● Raw records
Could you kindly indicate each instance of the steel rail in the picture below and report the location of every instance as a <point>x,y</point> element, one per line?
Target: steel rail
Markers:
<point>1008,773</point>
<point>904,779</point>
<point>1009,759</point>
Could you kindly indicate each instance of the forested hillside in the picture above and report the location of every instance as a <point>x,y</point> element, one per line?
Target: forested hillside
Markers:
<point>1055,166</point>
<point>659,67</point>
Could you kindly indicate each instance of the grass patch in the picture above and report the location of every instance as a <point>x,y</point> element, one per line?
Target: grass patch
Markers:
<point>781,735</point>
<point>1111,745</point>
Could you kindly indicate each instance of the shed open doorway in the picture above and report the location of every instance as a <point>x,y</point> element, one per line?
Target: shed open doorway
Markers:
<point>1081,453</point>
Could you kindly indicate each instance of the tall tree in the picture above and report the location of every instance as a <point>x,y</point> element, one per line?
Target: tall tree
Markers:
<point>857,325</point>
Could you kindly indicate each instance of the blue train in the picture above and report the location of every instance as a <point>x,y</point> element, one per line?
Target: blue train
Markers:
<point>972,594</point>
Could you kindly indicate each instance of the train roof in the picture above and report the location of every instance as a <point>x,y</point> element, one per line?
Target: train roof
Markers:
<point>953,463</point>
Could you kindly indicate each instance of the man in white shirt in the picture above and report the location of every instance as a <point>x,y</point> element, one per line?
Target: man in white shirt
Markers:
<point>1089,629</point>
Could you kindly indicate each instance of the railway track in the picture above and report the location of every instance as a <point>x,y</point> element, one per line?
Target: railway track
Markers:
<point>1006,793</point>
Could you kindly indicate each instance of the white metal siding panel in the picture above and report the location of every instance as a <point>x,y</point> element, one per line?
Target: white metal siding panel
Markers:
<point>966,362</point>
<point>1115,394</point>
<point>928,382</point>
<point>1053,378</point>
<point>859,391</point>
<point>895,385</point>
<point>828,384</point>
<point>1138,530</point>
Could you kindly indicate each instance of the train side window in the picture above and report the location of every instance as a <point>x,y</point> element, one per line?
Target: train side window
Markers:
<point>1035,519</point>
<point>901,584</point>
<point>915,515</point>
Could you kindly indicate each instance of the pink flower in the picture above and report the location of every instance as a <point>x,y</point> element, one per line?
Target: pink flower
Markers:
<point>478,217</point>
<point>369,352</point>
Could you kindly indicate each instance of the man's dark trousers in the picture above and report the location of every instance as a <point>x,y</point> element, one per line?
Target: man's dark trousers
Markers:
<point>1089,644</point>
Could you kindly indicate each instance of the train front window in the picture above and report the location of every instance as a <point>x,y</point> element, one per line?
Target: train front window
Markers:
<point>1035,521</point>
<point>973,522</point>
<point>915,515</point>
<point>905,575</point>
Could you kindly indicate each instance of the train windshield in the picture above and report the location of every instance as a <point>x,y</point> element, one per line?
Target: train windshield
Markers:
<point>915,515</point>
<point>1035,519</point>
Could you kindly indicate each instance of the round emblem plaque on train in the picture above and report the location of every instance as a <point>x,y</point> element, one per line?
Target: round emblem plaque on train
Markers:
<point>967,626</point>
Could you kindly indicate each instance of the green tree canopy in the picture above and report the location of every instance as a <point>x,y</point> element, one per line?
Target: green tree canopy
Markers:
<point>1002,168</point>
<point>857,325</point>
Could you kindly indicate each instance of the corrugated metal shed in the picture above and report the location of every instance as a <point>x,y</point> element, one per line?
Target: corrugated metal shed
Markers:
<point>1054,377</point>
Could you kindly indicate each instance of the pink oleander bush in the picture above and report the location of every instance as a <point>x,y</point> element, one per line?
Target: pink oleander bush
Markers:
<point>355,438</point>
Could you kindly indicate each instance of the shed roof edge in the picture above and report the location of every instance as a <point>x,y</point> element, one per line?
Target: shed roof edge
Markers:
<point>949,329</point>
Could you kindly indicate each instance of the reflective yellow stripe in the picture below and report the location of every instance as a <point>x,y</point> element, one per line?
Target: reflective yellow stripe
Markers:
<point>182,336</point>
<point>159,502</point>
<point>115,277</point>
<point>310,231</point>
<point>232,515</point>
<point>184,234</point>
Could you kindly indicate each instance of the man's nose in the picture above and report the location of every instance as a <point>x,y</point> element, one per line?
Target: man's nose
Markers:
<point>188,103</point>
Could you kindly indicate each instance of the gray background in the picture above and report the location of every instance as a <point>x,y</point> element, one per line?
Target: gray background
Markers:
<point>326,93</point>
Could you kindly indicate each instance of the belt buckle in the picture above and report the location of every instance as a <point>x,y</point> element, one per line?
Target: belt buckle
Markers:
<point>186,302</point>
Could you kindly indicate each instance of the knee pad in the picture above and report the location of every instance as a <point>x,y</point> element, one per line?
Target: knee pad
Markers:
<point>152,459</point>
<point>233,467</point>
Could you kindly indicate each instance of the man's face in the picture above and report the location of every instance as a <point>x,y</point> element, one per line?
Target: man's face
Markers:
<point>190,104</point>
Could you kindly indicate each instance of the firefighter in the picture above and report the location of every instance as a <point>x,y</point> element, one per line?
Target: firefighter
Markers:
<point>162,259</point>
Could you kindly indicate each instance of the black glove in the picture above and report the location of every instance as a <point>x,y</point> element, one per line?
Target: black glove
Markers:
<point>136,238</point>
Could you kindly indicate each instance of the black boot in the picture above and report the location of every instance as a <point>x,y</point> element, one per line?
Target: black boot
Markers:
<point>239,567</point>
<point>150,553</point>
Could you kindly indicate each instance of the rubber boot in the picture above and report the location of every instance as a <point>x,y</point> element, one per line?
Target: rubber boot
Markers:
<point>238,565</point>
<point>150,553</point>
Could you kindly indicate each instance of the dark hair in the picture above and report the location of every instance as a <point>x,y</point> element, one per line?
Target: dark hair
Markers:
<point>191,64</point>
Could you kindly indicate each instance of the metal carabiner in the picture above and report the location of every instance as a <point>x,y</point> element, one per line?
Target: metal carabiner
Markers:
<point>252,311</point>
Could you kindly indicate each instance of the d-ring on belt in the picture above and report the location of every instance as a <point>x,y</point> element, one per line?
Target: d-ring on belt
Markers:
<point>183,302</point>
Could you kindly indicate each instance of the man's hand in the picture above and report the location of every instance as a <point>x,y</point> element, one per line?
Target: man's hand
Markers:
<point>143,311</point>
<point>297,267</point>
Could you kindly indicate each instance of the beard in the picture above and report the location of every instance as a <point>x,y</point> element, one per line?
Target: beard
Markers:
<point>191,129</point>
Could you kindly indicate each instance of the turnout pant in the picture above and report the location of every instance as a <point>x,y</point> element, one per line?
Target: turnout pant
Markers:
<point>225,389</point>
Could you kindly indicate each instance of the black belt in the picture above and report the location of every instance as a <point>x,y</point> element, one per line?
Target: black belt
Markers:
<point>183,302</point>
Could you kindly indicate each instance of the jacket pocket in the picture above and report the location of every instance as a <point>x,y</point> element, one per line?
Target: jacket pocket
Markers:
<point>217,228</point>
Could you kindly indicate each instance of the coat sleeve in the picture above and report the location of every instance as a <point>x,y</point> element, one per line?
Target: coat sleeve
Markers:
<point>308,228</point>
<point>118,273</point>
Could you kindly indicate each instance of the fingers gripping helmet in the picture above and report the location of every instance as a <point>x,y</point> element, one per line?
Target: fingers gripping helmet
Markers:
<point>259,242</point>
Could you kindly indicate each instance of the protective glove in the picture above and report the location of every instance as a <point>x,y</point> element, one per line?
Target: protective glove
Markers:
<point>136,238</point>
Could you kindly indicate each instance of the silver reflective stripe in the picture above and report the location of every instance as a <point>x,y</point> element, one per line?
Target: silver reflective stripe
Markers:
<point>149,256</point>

● Required work
Transcribe all of the lines above with no changes.

● Answer for the task
Could you kindly indicate each instance of the steel rail in the picture below and report the location of every instance as a <point>x,y</point> element, one per line?
Target: steel rail
Markers:
<point>1008,773</point>
<point>904,779</point>
<point>1009,759</point>
Could you kindly indicate each instance of the forested hillside in the picture above and report the location of every instance as a <point>x,y</point> element, one per line?
Target: forested hillside
Markers:
<point>1055,166</point>
<point>659,67</point>
Could you kindly indicate each instance of the grass patch in the picture above and report the location of every instance as a <point>x,y</point> element, one per line?
Target: grass patch
Markers:
<point>781,735</point>
<point>1111,745</point>
Could you kindly indicate each instance of the shed open doorway in the picture above and report the location of every instance as a <point>x,y</point> element, one per line?
Target: shed open doorway
Markers:
<point>1081,453</point>
Could you kindly indicate each instance of the tall tree in the picture above and report the location of every instance as a <point>x,y</point> element, one per line?
Target: tall tree
Markers:
<point>857,325</point>
Could you kindly indicate each instance of the blue train in the picture above and report the location of every instance as a <point>x,y</point> element, one per line?
Target: blue train
Markers:
<point>972,594</point>
Could you kindly indicate each instance of the train roof in the picture above and report the location of every instance as a <point>x,y</point> element, one per line?
Target: train roof
Markers:
<point>953,463</point>
Could you kindly indicate each instance of the man in white shirt in the picture above and report the location of every instance as a <point>x,y</point> element, one per line?
Target: man in white shirt
Markers:
<point>1089,629</point>
Could you kindly indicate each instance of the railway track in the picture above and report the location of every instance as a <point>x,y</point> element, one per line?
Target: railway track
Markers:
<point>1006,793</point>
Could you kindly indicate each instance of the white metal siding panel in the picture above and report the location of every instance as a <point>x,y</point> element, one per line?
Target: white metal siding panel
Markers:
<point>966,362</point>
<point>1115,394</point>
<point>928,382</point>
<point>1053,378</point>
<point>859,391</point>
<point>895,385</point>
<point>828,384</point>
<point>1138,530</point>
Could you kindly indicate each instance of the train side window in the picture above and report the location of every instance as a <point>x,y</point> element, one per line?
Target: train side window
Markers:
<point>1035,519</point>
<point>901,584</point>
<point>915,515</point>
Could you kindly indicate each instance of the pink flower in the picture above and report the location of every instance as a <point>x,y</point> element, one per line?
Target: pink flower
Markers:
<point>478,217</point>
<point>369,352</point>
Could you kindly indicate each instance of the man's dark trousers in the picture above and report the location of every instance as a <point>x,y</point> element, one per line?
Target: man's dark trousers
Markers:
<point>1089,644</point>
Could you kindly indicate each instance of the train front window in the picture above and report the location of every instance as a <point>x,y</point> element, one per line?
Target: train front window
Markers:
<point>1035,521</point>
<point>973,522</point>
<point>915,515</point>
<point>905,575</point>
Could you kindly indicate each instance of the train windshield in the picture above and report the location of every instance as a <point>x,y</point> element, one per line?
Target: train windshield
Markers:
<point>915,515</point>
<point>1035,519</point>
Could you kindly indicate each instance of the round emblem plaque on train in the picture above and report the location of every instance as a <point>x,y</point> element, one per line?
Target: round emblem plaque on train
Markers:
<point>967,626</point>
Could you kindly indicate each instance of the green tree canopy in the picture above and report the location of every instance as a <point>x,y</point> element, one per line?
Target: green tree canopy
Markers:
<point>1002,168</point>
<point>857,325</point>
Could you kindly indicate each instance of the corrugated metal shed in the picture above and report the location of every instance as a <point>x,y</point> element, one per line?
Target: corrugated metal shed
Markers:
<point>1054,377</point>
Could you kindly indicate each instance of the pink oleander bush in the picture above and report the location of every instance as a <point>x,y</point> element, one per line?
Target: pink oleander bush
Markers:
<point>355,438</point>
Could you kindly indicate each instance of the shed roof edge in the picture above and report the location of every instance as a <point>x,y</point> element, one per line?
Target: shed roof edge
Markers:
<point>949,329</point>
Could you kindly indicate each instance of the reflective yellow stripe in the picture below and report the location of every instance as a <point>x,y</point> element, one per line?
Target: reflective yellow stripe
Markers:
<point>182,336</point>
<point>159,502</point>
<point>115,277</point>
<point>310,231</point>
<point>232,515</point>
<point>184,234</point>
Could you kindly indicate each instance of the man's nose in the picture above and report the location of every instance as a <point>x,y</point> element, one per line?
Target: man's nose
Markers:
<point>188,103</point>
Could you kindly indicate each instance of the gray background in the picture above and report the location of every instance as a <point>x,y</point> element, one per line?
Target: gray background
Markers:
<point>326,93</point>
Could you kindly indicate each instance of the belt buckle in the picture above and report the location of every instance as a <point>x,y</point> element, one per line?
Target: belt buckle
Markers:
<point>186,302</point>
Could you kindly indicate each instance of the knee pad in the picture above and report the location of every instance as a <point>x,y</point> element, one per line?
Target: knee pad
Markers:
<point>152,459</point>
<point>233,467</point>
Could you kindly indicate each instance of the man's face in the picture above and report the location of every instance as a <point>x,y</point> element, one per line?
Target: man's face
Markers:
<point>190,104</point>
Could you kindly indicate each instance of the firefighter in the picture above and report the location of every instance as a <point>x,y</point> element, one per line?
Target: firefighter
Markers:
<point>162,259</point>
Could you kindly indicate each instance of the black glove in the picture above and report the location of every instance as a <point>x,y</point> element, one per line?
Target: black glove
Markers:
<point>136,238</point>
Could you kindly indicate each instance of the black boot in the picture above and report the location of every instance as a <point>x,y</point> element, one per line?
Target: black boot
Markers:
<point>239,567</point>
<point>150,553</point>
Could you kindly indicate each instance of the rubber boot in the picture above and report the location of every instance as a <point>x,y</point> element, one per line?
Target: rubber boot
Markers:
<point>238,565</point>
<point>150,553</point>
Could you kindly indicate each instance of the dark hair in the picture above and report the location of every instance as a <point>x,y</point> element, one per line?
Target: dark hair
Markers:
<point>191,64</point>
Could you kindly indicate each instance of the metal carabiner in the picture above and report the location of every instance as a <point>x,y</point> element, one per line?
Target: metal carabiner
Markers:
<point>252,311</point>
Could you kindly indicate each instance of the d-ring on belt in the picture above and report the location of every instance as a <point>x,y</point> element, one per line?
Target: d-ring on belt
Markers:
<point>183,302</point>
Could you kindly indicate each instance of the man's hand in the picture above and report the location of every instance as a <point>x,y</point> element, one per line?
Target: man's hand
Markers:
<point>143,311</point>
<point>297,267</point>
Could you kindly indicate each instance of the beard in the picture above and report the location of every instance as a <point>x,y</point> element, one per line?
Target: beard
Markers:
<point>191,129</point>
Could you kindly indicate each instance of the turnout pant in the picture above and report the location of every instance as a <point>x,y</point> element, one per line?
Target: turnout pant
Markers:
<point>225,389</point>
Could you kindly indicate each instance of the black belt in the picture above and report the location of every instance as a <point>x,y</point> element, one per line?
Target: black belt
Markers:
<point>183,302</point>
Could you kindly indicate each instance of the jacket pocket in the picture above and report the location of every instance as a <point>x,y</point> element, one per line?
Target: jacket pocket
Markers:
<point>217,228</point>
Could you kindly indicate each instance of the coat sleeve in the picture above and report the location of every instance as a <point>x,y</point> element, one per line?
Target: coat sleeve
Markers:
<point>308,228</point>
<point>118,273</point>
Could you kindly indicate each instance of the fingers gripping helmet in the picture above and report the location of every instance as a <point>x,y</point> element, one per line?
Target: fingers gripping helmet
Markers:
<point>259,242</point>
Could you kindly indicate each instance of the protective glove in the picture above and report the location of every instance as a <point>x,y</point> element, one per line?
Target: protective glove
Markers:
<point>136,238</point>
Could you kindly indicate each instance of the silver reflective stripe in the picture above and report the location of every instance as a <point>x,y</point> element, one per line?
Target: silver reflective stripe
Markers:
<point>149,256</point>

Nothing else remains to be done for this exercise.